**The data**
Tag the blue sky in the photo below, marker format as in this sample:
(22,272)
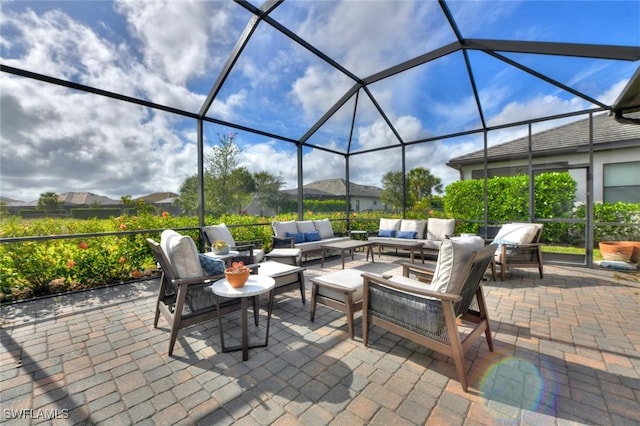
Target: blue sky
(171,52)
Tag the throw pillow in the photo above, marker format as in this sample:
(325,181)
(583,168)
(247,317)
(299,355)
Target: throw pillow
(324,228)
(182,253)
(411,235)
(211,266)
(386,233)
(306,226)
(298,237)
(312,236)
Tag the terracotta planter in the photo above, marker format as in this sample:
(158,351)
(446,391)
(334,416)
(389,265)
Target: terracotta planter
(237,279)
(221,250)
(620,250)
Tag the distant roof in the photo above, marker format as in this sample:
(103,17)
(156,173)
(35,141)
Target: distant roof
(336,187)
(608,132)
(629,99)
(157,197)
(86,199)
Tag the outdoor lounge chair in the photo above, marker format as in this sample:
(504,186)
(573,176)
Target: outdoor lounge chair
(518,246)
(185,298)
(250,251)
(442,309)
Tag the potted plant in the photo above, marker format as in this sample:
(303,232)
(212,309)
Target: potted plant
(220,247)
(237,274)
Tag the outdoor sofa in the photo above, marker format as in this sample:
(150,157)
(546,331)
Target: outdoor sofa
(306,235)
(430,232)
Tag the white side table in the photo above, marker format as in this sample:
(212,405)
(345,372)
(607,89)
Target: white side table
(255,286)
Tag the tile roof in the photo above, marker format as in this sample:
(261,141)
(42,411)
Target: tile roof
(337,187)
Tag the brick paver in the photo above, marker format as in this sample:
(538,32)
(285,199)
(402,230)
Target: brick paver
(567,351)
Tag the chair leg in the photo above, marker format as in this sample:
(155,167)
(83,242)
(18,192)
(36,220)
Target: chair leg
(177,315)
(540,262)
(256,312)
(314,295)
(493,269)
(301,279)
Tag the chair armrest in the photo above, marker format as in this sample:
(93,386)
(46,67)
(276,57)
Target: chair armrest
(447,297)
(246,247)
(197,280)
(418,269)
(283,242)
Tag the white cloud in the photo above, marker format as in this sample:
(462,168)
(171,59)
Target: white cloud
(175,35)
(55,139)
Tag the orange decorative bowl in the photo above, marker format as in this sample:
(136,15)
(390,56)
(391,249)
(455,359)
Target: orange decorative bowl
(237,279)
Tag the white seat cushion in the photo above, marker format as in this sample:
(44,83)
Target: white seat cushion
(182,253)
(324,228)
(516,233)
(452,257)
(416,226)
(280,229)
(349,279)
(306,226)
(438,229)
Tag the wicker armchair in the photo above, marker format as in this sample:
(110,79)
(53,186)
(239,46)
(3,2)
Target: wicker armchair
(518,246)
(184,298)
(250,251)
(430,317)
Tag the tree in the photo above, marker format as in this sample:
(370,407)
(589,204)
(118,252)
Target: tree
(49,202)
(267,191)
(421,183)
(392,190)
(227,187)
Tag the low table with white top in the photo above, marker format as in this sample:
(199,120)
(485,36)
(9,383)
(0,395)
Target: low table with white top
(227,257)
(255,286)
(341,290)
(346,246)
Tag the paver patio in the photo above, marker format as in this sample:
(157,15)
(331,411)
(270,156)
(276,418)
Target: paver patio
(567,351)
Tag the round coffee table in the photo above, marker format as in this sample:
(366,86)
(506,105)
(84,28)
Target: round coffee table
(255,286)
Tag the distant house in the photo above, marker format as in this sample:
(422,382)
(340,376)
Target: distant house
(363,197)
(86,199)
(616,157)
(163,201)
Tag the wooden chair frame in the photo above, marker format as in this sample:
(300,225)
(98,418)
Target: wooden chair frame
(519,256)
(173,295)
(468,307)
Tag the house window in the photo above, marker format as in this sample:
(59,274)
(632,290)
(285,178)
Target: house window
(621,182)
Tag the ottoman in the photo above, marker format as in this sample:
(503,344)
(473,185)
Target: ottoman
(340,290)
(289,256)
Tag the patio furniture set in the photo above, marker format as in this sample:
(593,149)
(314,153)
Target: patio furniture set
(427,305)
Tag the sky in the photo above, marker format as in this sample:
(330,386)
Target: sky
(55,139)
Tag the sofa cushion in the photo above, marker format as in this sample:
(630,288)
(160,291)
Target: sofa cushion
(306,226)
(392,224)
(312,236)
(182,253)
(324,228)
(453,255)
(438,229)
(281,228)
(211,266)
(410,235)
(516,233)
(298,237)
(387,233)
(413,225)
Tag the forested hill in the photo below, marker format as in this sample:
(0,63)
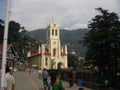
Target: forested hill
(71,37)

**What to do**
Lines with the string "below": pick each one out of the material and return it.

**Solution to the problem**
Tag the blue sky in the photo below, marker format as in this sample:
Tag the forested hill in the photo below, marker format as in this sample:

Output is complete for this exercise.